• [Data excerpts]:

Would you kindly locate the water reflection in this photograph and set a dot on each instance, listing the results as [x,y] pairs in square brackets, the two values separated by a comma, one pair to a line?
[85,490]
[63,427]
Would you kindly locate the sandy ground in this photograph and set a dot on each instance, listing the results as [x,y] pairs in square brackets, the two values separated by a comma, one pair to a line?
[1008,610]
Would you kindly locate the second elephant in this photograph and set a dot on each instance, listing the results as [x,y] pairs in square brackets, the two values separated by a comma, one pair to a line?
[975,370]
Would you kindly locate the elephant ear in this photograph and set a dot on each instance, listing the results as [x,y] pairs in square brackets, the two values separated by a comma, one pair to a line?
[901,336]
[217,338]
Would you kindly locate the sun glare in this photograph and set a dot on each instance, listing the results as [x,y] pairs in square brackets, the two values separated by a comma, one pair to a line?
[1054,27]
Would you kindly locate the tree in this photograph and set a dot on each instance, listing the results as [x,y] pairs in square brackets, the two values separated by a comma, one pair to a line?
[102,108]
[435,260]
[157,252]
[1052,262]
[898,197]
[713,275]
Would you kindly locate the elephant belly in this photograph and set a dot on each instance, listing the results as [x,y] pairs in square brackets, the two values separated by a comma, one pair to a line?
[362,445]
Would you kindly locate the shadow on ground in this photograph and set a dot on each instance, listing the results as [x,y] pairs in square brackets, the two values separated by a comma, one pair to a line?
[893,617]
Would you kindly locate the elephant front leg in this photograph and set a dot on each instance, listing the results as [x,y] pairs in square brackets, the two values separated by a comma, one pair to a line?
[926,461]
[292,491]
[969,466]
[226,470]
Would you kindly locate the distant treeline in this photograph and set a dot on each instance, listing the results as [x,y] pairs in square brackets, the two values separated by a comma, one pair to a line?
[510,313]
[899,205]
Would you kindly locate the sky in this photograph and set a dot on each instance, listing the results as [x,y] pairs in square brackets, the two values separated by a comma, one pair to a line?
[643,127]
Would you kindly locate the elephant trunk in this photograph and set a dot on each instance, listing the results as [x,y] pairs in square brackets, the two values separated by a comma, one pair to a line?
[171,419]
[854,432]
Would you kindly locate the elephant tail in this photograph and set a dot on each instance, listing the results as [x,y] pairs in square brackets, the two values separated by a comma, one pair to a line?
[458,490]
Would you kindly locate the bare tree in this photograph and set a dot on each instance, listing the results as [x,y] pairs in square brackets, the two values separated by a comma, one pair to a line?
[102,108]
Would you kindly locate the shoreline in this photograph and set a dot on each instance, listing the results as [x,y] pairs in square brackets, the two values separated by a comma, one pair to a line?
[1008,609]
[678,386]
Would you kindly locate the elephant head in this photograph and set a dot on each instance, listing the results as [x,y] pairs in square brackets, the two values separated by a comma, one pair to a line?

• [Goal]: Substitute "place a point" for every "set a dot" in the records above and give them again, changing nothing else.

• [Solution to the problem]:
Would you kindly locate the water reflection in this photograph and place a point on each instance, listing the results as [x,y] pairs in square brackets, the two values separated by a comma, one pair to a line?
[85,490]
[63,427]
Would you kindly locate the sandy ground in this photograph and place a point on each instance, listing the results as [x,y] pairs in square brackets, the two values separated by a comma, one pair to a line?
[1008,610]
Would you kindly locate the second elephant in this photograph and place a point on each instance, listing the results as [x,y] pairs in square brackets, the two values separated by a comma, one pair to a line?
[975,370]
Would you kindly locate the elephant ear in this photograph and place a point on each instance, listing the results as [x,y] pairs in square brackets, the two values separated by a comma, one pair to a line?
[901,336]
[217,338]
Would you kindly locate the sun glare in this photograph and place a point on each instance, listing the results as [x,y] pairs in square brackets, the two values separated by a comma, one pair to a line?
[1054,27]
Would you kindly locate the tree in this photograph and place a point on each instance, listing the results as [x,y] pairs in square brackets, the two values separated by a comma, one pair to a line?
[102,108]
[435,260]
[157,252]
[1052,262]
[898,197]
[713,275]
Would you kindly locate the elephant belly in this photograph and place a point on each instance, listing the results as [x,y] pairs in square brackets, the two values separated by a comma, one pair to a line?
[362,445]
Would you kindly locate the shadow on ground in this photograph and place a point on each instance, listing the results as [x,y] pairs in square brackets, the two values separated by a comma, one pair to a line?
[893,617]
Would you kindly locate the elephant front leg in this photograph and place a point on each instance, listing the results as [x,y] pairs in square brackets, the two values separated by a comma, one pair to a line?
[926,461]
[292,491]
[969,466]
[226,470]
Would you kindly locate the distant treeline in this photograph and place a point on each instance, listing the results as [x,y] pairs in square brackets, the two values separated by a comma, one pair to a line?
[510,313]
[899,205]
Would you kindly locate the sky in this photograph and place a point on each instance, listing the results as [x,y] pairs in square brackets, the two values separated by a comma, one pair to a line?
[643,127]
Would you kindly locate the elephant trunk in this photograph and place a point on each instance, listing the results as [x,y] pairs in square brackets, the two values separated by a comma, one pair to a line?
[171,419]
[854,432]
Would you kindly locate the elephant tail in this photograph and place a point on each instance, listing the results as [x,y] pairs in square brackets, the two values separated by a comma, one pair to a line?
[458,490]
Would you kindly locate the bare tree in this photograph and place a point on each instance, listing the results as [x,y] pairs in square brackets, the two values separated by a comma, one pair to a line?
[102,108]
Would you kindly locate the shoreline in this photograph and place a point on each instance, listing the results as [x,y] pairs in square brackets, the two values separated by a comma, one pair to a line?
[1008,609]
[678,386]
Would you kindly locate the elephant head in this photograph and place a point on each instance, listing the results as [x,y] pairs in square brackets, the two values separated by a comma, one pair to a line?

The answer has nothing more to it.